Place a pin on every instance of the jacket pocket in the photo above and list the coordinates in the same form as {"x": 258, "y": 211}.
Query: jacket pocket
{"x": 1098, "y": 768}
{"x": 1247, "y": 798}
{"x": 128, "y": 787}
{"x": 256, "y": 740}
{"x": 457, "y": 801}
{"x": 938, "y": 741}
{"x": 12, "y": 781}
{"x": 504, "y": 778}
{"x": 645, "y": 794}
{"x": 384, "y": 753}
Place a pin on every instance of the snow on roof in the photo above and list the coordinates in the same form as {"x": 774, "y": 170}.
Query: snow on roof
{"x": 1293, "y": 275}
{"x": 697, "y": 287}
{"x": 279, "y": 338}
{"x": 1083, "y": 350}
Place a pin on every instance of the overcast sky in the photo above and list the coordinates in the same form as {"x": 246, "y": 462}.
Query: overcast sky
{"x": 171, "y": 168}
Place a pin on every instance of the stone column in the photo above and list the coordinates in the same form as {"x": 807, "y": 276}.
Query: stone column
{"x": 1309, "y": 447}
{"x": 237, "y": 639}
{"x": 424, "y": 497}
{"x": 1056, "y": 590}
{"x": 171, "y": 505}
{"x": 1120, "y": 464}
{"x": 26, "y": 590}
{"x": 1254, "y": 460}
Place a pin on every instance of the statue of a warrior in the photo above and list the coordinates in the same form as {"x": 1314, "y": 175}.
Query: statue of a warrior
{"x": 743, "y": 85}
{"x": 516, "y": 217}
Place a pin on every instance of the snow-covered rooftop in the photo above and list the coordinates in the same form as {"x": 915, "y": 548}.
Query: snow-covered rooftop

· · · · · · ·

# Task item
Would you restate the entries word for word, omitting none?

# Solution for this task
Place a pin on every instance of the jacket pocket in the photo above and list the coordinates in the same form as {"x": 258, "y": 211}.
Query: jacket pocket
{"x": 1098, "y": 768}
{"x": 1247, "y": 798}
{"x": 128, "y": 787}
{"x": 256, "y": 740}
{"x": 457, "y": 801}
{"x": 938, "y": 741}
{"x": 12, "y": 781}
{"x": 504, "y": 778}
{"x": 645, "y": 794}
{"x": 384, "y": 753}
Place a pin on every instance of the snow on roof in the photo above and list the coordinates in the same form as {"x": 774, "y": 170}.
Query: snow on roof
{"x": 1293, "y": 275}
{"x": 697, "y": 287}
{"x": 279, "y": 338}
{"x": 1083, "y": 350}
Place a pin on every instance of the overcast sky in the photo above and list the coordinates in the same form as {"x": 246, "y": 462}.
Query: overcast sky
{"x": 171, "y": 168}
Place a pin on every instance of the stone column in the photo above and list the coordinates in the same form as {"x": 807, "y": 276}.
Query: stone column
{"x": 1309, "y": 447}
{"x": 237, "y": 639}
{"x": 424, "y": 497}
{"x": 1056, "y": 590}
{"x": 171, "y": 505}
{"x": 1120, "y": 464}
{"x": 26, "y": 590}
{"x": 1254, "y": 460}
Place a pin on every instance of the statue of a warrior in the photo above and list the coordinates in the same form as {"x": 1314, "y": 175}.
Query: statue of a warrior
{"x": 743, "y": 85}
{"x": 516, "y": 217}
Place a pin on every instance of the snow-covered rooftop in the photo above and list the coordinates in the same form as {"x": 915, "y": 548}.
Query: snow-covered rooftop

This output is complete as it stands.